I think you could map the whole ring in contiguous virtual address
space and then writing to it would be much more easy, you wouldn't
need to iterate with memcpy or copy_from_guest, take a look at __vmap.
You could likely map this when the ring gets setup and keep it mapped
for the lifetime of the ring.

> +    {
> +        unsigned int head_len = PAGE_SIZE - offset;
> +
> +        ret = ring_map_page(ring_info, mfns_index, &dst);
> +        if ( ret )
> +            return ret;
> +
> +        if ( src )
> +        {
> +            memcpy(dst + offset, src + src_offset, head_len);
> +            src_offset += head_len;
> +        }
> +        else
> +        {
> +            ret = copy_from_guest(dst + offset, src_hnd, head_len) ?
> +                    -EFAULT : 0;
> +            if ( ret )
> +                return ret;

You can simplify this to:

if ( copy_from_guest(...) )
    return -EFAULT;

> +
> +            guest_handle_add_offset(src_hnd, head_len);
> +        }
> +
> +        mfns_index++;
> +        len -= head_len;
> +        offset = 0;
> +    }
> +
> +    ret = ring_map_page(ring_info, mfns_index, &dst);
> +    if ( ret )
> +    {
> +        argo_dprintk("argo: ring (vm%u:%x vm%d) %p attempted to map page"

> _The request_
Reproduce the stretch of the review from "I think you" through "of the ring.", word for word. The data that comes next is separate material, unconnected to the review.

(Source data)
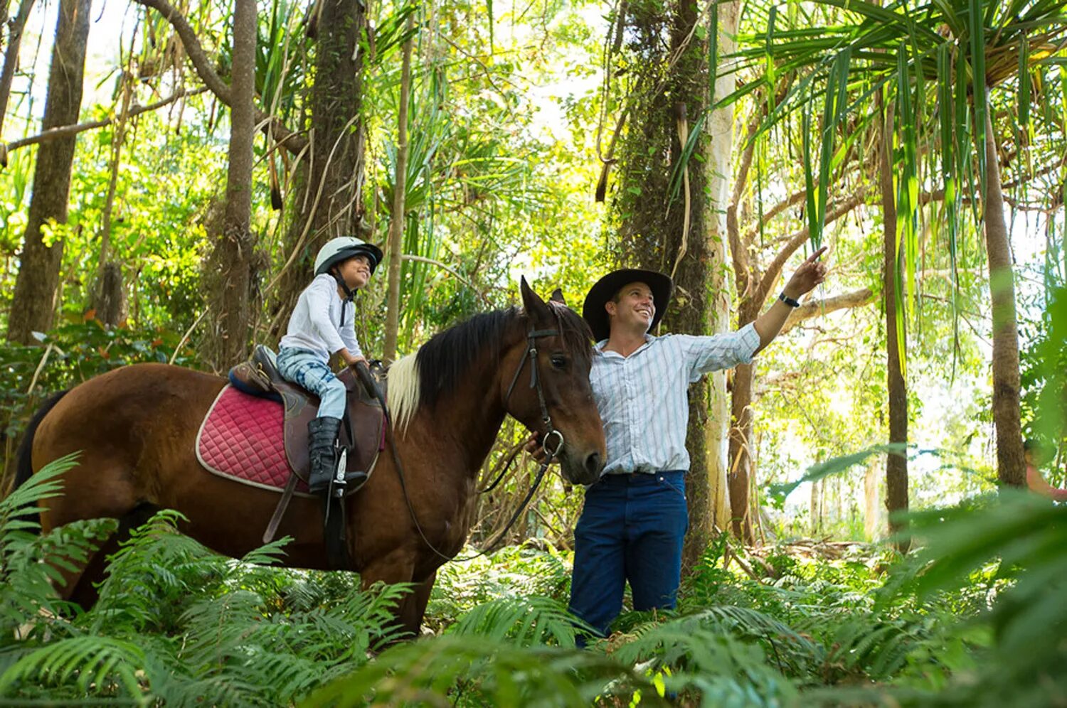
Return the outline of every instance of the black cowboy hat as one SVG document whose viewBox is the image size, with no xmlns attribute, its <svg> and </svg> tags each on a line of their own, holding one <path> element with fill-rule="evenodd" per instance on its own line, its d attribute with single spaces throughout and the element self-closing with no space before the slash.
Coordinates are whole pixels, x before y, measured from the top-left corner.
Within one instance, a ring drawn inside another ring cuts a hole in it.
<svg viewBox="0 0 1067 708">
<path fill-rule="evenodd" d="M 611 332 L 611 325 L 604 305 L 615 297 L 615 293 L 619 292 L 623 286 L 630 283 L 643 283 L 652 290 L 652 300 L 656 306 L 656 313 L 652 317 L 652 324 L 649 326 L 649 329 L 659 324 L 659 320 L 667 309 L 667 303 L 670 301 L 671 291 L 674 289 L 674 283 L 669 276 L 656 271 L 624 268 L 619 271 L 612 271 L 598 280 L 589 289 L 586 302 L 582 306 L 582 317 L 586 318 L 586 322 L 589 323 L 589 326 L 593 331 L 593 339 L 596 341 L 607 339 Z"/>
</svg>

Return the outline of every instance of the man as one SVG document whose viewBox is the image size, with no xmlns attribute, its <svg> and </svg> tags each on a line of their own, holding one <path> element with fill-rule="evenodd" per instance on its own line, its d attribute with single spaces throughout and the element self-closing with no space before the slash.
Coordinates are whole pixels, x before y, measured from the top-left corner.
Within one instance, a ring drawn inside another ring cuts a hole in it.
<svg viewBox="0 0 1067 708">
<path fill-rule="evenodd" d="M 601 637 L 622 608 L 673 608 L 688 528 L 685 449 L 689 384 L 748 364 L 781 331 L 798 299 L 821 284 L 826 247 L 808 258 L 769 310 L 738 332 L 710 337 L 649 335 L 673 284 L 663 273 L 620 270 L 590 289 L 583 316 L 596 341 L 589 373 L 604 421 L 607 463 L 586 489 L 574 531 L 571 611 Z"/>
<path fill-rule="evenodd" d="M 1057 489 L 1049 484 L 1039 469 L 1042 465 L 1051 462 L 1055 450 L 1050 450 L 1048 446 L 1041 445 L 1035 439 L 1026 439 L 1022 444 L 1026 460 L 1026 486 L 1031 492 L 1036 492 L 1042 497 L 1048 497 L 1052 501 L 1067 501 L 1067 489 Z"/>
</svg>

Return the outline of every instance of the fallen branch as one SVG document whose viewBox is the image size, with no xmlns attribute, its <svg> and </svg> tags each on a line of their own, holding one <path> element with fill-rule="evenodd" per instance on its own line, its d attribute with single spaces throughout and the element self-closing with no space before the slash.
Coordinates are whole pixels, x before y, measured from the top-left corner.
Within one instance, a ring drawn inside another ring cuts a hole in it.
<svg viewBox="0 0 1067 708">
<path fill-rule="evenodd" d="M 859 290 L 846 292 L 841 295 L 833 295 L 832 297 L 809 300 L 790 313 L 789 319 L 785 320 L 785 324 L 782 325 L 782 331 L 779 334 L 785 334 L 805 320 L 810 320 L 818 317 L 819 315 L 829 315 L 830 312 L 835 312 L 842 309 L 862 307 L 873 302 L 874 291 L 871 290 L 871 288 L 860 288 Z"/>
<path fill-rule="evenodd" d="M 130 118 L 134 115 L 140 115 L 141 113 L 147 113 L 148 111 L 155 111 L 156 109 L 163 108 L 174 101 L 178 100 L 184 96 L 195 96 L 197 94 L 203 94 L 207 91 L 207 86 L 201 86 L 200 88 L 193 88 L 191 91 L 186 91 L 185 88 L 179 88 L 173 95 L 168 98 L 156 101 L 155 103 L 148 103 L 147 106 L 137 106 L 131 108 L 127 113 L 126 117 Z M 27 145 L 36 145 L 38 143 L 47 143 L 51 140 L 58 140 L 60 138 L 66 138 L 68 135 L 76 135 L 80 132 L 86 130 L 93 130 L 95 128 L 102 128 L 105 126 L 110 126 L 114 123 L 114 118 L 105 118 L 103 120 L 89 120 L 86 123 L 78 123 L 73 126 L 60 126 L 58 128 L 49 128 L 48 130 L 37 133 L 36 135 L 31 135 L 29 138 L 20 138 L 19 140 L 14 140 L 3 146 L 6 152 L 18 149 L 20 147 L 26 147 Z"/>
<path fill-rule="evenodd" d="M 178 38 L 181 39 L 181 46 L 185 47 L 186 54 L 189 55 L 189 61 L 192 62 L 193 68 L 196 69 L 196 75 L 201 78 L 201 81 L 204 82 L 212 94 L 219 97 L 219 100 L 226 106 L 230 106 L 233 103 L 233 96 L 229 92 L 229 85 L 214 73 L 207 53 L 201 47 L 196 31 L 193 30 L 185 15 L 178 12 L 166 0 L 133 1 L 145 7 L 156 10 L 163 16 L 163 19 L 171 23 Z M 262 125 L 262 131 L 285 147 L 285 149 L 289 150 L 289 152 L 299 155 L 307 146 L 307 139 L 286 128 L 282 124 L 281 118 L 265 113 L 259 109 L 254 110 L 255 122 Z"/>
</svg>

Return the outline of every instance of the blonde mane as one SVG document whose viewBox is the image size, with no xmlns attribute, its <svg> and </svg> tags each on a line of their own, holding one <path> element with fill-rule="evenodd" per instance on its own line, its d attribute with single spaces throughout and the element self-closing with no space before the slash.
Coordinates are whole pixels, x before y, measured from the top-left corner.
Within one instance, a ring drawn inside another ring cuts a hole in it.
<svg viewBox="0 0 1067 708">
<path fill-rule="evenodd" d="M 418 408 L 419 385 L 417 354 L 409 354 L 389 367 L 388 391 L 389 409 L 393 413 L 393 428 L 401 433 L 408 430 L 411 417 Z"/>
</svg>

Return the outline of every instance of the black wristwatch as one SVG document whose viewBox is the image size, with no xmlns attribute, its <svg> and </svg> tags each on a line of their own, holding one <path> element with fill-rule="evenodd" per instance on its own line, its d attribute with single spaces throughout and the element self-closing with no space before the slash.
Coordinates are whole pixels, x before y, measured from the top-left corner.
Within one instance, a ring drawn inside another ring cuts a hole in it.
<svg viewBox="0 0 1067 708">
<path fill-rule="evenodd" d="M 778 294 L 778 299 L 790 307 L 800 307 L 800 303 L 786 295 L 784 290 Z"/>
</svg>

> _Final answer_
I think you could map the whole ring in contiguous virtual address
space and then writing to it would be much more easy, you wouldn't
need to iterate with memcpy or copy_from_guest, take a look at __vmap.
You could likely map this when the ring gets setup and keep it mapped
for the lifetime of the ring.